Records contained in a dataset:
+++++

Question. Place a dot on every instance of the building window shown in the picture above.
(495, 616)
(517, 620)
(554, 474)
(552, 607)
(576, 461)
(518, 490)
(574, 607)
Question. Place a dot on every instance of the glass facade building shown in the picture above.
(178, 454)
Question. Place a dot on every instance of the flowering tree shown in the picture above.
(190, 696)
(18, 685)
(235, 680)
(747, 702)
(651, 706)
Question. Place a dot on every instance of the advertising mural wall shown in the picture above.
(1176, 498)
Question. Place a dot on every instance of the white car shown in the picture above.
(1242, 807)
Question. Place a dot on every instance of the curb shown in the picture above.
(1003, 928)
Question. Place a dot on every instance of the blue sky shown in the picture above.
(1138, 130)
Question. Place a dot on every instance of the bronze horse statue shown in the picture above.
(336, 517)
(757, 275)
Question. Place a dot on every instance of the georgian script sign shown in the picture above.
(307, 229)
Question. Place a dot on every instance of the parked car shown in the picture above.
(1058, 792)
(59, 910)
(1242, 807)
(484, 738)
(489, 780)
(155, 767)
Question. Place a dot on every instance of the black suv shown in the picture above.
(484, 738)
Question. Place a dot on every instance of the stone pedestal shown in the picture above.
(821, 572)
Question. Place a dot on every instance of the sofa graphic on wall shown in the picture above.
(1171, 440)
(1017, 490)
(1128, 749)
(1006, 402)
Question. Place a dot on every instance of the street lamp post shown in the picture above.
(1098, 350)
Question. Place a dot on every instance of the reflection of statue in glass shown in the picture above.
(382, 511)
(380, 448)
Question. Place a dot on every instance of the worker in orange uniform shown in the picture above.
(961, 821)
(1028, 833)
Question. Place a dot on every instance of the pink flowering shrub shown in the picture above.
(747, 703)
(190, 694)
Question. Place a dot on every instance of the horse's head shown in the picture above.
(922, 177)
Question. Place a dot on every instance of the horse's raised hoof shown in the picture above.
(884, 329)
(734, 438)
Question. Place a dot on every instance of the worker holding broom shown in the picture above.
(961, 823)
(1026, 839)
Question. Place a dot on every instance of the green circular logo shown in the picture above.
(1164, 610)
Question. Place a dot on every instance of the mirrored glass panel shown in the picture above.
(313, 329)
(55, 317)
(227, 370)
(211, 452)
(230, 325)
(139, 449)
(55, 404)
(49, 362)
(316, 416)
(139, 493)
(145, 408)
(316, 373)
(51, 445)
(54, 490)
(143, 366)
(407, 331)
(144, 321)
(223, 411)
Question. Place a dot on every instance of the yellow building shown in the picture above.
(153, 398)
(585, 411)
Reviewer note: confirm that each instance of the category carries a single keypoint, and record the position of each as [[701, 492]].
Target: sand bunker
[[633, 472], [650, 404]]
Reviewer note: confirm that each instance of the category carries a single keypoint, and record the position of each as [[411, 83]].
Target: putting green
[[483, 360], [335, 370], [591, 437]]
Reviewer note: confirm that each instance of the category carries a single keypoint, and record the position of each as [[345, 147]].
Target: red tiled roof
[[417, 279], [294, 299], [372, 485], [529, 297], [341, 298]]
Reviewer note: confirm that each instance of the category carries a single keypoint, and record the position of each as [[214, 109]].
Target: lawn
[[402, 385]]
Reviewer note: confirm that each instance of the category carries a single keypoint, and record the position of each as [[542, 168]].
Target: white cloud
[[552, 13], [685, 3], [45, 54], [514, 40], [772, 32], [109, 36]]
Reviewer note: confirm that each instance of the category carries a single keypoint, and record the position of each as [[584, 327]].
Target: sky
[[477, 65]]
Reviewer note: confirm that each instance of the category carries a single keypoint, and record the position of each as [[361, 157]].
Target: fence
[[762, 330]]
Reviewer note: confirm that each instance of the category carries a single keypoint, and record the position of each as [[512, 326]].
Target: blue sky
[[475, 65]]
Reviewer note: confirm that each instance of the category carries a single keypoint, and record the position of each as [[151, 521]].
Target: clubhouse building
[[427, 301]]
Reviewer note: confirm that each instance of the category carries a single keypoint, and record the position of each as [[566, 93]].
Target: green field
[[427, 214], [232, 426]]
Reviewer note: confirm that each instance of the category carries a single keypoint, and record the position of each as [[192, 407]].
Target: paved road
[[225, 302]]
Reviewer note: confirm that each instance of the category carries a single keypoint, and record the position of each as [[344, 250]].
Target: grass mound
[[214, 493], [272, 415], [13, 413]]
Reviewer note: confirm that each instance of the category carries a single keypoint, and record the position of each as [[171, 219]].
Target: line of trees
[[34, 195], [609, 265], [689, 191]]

+++++

--- Exercise details ---
Each entry must be reproduced verbatim.

--- Output for this exercise ---
Question. Place a dot on every instance of the building window shown in the picture above.
(495, 616)
(517, 620)
(554, 474)
(552, 607)
(576, 461)
(518, 490)
(574, 607)
Question. Place a dot on every instance of the glass facade building shown in the picture above.
(178, 454)
Question. Place a dot on every instance of the flowering tree shown in the picture above.
(190, 696)
(18, 685)
(235, 680)
(747, 702)
(651, 706)
Question. Place a dot on every instance of the advertising mural wall shown in the picture above.
(1176, 498)
Question. Place a dot on every instance of the white car shown in the picture above.
(1242, 807)
Question. Place a dot on every instance of the curb shown in the picture above.
(1003, 928)
Question. Place a dot on every instance of the blue sky shown in the picture above.
(1138, 130)
Question. Place a dot on every instance of the bronze horse statue shown in the picture above.
(336, 517)
(757, 275)
Question. Place a dot on every instance of the georgian script sign shown in the picture above.
(307, 229)
Question. Place a dot on every instance of the parked car shown in the picture above.
(1058, 792)
(59, 910)
(1242, 807)
(484, 738)
(489, 780)
(155, 767)
Question. Place a dot on every instance of the black suv shown in the picture above.
(484, 738)
Question. Place a dot on every instance of the stone pedestal shown in the picture above.
(821, 572)
Question. Place a dot on every instance of the sofa graphic on wall shown in the picture above.
(1171, 440)
(1017, 490)
(1128, 749)
(1006, 402)
Question. Place a dot on every instance of the street lamp post shown in the picture above.
(1098, 350)
Question. Place a dot on every instance of the reflection of statue in glass shown in the picture above.
(382, 511)
(380, 448)
Question. Place a dot on every instance of the worker in orange uniform shown in the picture above.
(961, 821)
(1028, 833)
Question. Place a dot on every instance of the pink flowering shrub shown in the picture above.
(747, 703)
(190, 694)
Question. Place a dot on every instance of the horse's head shown in the picture above.
(922, 177)
Question. Place a dot on every instance of the horse's raised hoof shown in the picture above.
(884, 329)
(734, 438)
Question. Place a dot on every instance of the worker holding broom shown in the picture above.
(961, 823)
(1026, 839)
Question. Place a dot on every instance of the green circular logo shown in the picture above.
(1164, 610)
Question. Place a dot on every instance of the mirrored glass panel shown in the picture above.
(313, 329)
(55, 317)
(227, 370)
(211, 452)
(230, 325)
(139, 449)
(55, 404)
(49, 362)
(316, 416)
(139, 493)
(145, 408)
(316, 373)
(51, 445)
(54, 490)
(143, 366)
(407, 331)
(144, 321)
(223, 411)
Question. Place a dot on every instance of the yellow building shown in the picture above.
(153, 398)
(585, 411)
Reviewer note: confirm that each instance of the category carries a single keypoint, and record the position of each as [[701, 492]].
Target: sand bunker
[[633, 472], [650, 404]]
Reviewer note: confirm that each instance of the category carries a single keypoint, and record the position of each as [[411, 83]].
Target: putting green
[[483, 360], [335, 370], [591, 437]]
Reviewer note: confirm that each instance of the category carries a single keypoint, and record the position of each as [[345, 147]].
Target: red tiled roof
[[417, 279], [294, 299], [372, 485], [529, 297], [341, 298]]
Reviewer note: confirm that each instance of the category carries a single keypoint, and record the position of each as [[214, 109]].
Target: lawn
[[402, 385]]
Reviewer note: confirm that each instance of the category carries a single keypoint, and record the position of each as [[542, 168]].
Target: white cloud
[[552, 13], [685, 3], [45, 54], [514, 40], [772, 32], [109, 36]]
Reviewer note: confirm that each instance of the category carries a single keypoint, and record the position of each as [[584, 327]].
Target: sky
[[477, 65]]
Reviewer note: confirm that each instance of the category carries a single keypoint, and record the position of each as [[361, 157]].
Target: fence
[[762, 330]]
Reviewer note: confirm that each instance of the category carries a single keypoint, and record the position of each as [[512, 326]].
Target: blue sky
[[475, 65]]
Reviewer note: confirm that each instance of the category carries a single keypoint, and record the position of each as [[151, 521]].
Target: clubhouse building
[[427, 301]]
Reviewer note: confirm that each instance of the category carries a single keypoint, and record the position of each as [[566, 93]].
Target: green field
[[427, 214], [232, 426]]
Reviewer note: confirm that each instance of the category carries a single keypoint, and record the position of each as [[192, 407]].
Target: paved road
[[225, 302]]
Reviewer note: confirm that each instance of the category carries a single keypoint, and record the position of each as [[344, 250]].
Target: grass mound
[[214, 493], [272, 415], [13, 413]]
Reviewer note: confirm that each instance of the category carries a single keypoint, and record the position of each as [[171, 219]].
Target: line of trees
[[34, 195], [609, 265], [689, 191]]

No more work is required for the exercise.